→ **Exercise task**
Swap "handful of leaves" for "pile of leaves" in the stretch of the listing from the line containing "dry grass, one" through the end, and write out those lines again with everything else unchanged.

>> BEGIN Dataset content

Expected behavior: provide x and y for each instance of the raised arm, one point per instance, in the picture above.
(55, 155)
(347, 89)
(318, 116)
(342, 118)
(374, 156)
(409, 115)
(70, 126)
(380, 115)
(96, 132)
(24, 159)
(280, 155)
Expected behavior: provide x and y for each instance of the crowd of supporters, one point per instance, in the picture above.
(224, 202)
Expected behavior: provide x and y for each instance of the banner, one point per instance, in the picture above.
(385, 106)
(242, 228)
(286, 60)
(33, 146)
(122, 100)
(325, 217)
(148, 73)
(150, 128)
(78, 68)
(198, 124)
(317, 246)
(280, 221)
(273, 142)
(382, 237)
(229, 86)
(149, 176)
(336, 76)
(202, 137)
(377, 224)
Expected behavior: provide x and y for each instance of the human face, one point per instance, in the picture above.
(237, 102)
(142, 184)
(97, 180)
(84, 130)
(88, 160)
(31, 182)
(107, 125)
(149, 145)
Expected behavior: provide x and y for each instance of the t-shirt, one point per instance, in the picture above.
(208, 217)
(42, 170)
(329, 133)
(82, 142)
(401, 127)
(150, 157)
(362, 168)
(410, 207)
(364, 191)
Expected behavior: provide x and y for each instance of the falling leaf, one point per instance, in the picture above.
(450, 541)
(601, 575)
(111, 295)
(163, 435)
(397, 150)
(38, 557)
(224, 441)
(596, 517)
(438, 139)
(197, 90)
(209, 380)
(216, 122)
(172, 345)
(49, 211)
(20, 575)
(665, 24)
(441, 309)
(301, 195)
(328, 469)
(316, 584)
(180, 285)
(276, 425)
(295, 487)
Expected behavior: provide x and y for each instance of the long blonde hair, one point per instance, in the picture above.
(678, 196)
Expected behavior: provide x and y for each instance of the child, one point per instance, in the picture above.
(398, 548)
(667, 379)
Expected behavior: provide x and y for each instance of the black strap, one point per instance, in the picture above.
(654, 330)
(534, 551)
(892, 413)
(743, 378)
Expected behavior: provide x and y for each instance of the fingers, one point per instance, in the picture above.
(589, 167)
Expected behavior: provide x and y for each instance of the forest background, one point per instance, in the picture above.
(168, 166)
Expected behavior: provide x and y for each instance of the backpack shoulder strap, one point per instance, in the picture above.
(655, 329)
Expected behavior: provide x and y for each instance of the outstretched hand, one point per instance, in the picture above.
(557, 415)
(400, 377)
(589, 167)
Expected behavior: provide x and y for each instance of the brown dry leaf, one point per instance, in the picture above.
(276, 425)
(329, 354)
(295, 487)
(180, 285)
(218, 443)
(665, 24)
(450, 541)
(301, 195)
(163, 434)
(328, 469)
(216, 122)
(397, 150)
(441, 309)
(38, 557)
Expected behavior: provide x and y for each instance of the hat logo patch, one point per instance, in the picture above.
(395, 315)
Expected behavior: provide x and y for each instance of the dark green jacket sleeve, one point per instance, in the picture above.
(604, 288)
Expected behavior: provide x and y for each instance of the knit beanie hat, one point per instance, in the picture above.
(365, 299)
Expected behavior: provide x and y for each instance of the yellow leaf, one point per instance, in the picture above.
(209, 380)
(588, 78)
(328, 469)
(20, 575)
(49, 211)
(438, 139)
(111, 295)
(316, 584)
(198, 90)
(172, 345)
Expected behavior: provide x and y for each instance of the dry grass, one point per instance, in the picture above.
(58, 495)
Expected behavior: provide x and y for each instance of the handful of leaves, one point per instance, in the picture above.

>> END Dataset content

→ **Reply**
Expected behavior: provide x and y for each instance of the dry grass, one point per instance, in the picture above.
(58, 495)
Expected behavior: provide x and y for each instance of the pile of leaves, one point per instance, in the picture above.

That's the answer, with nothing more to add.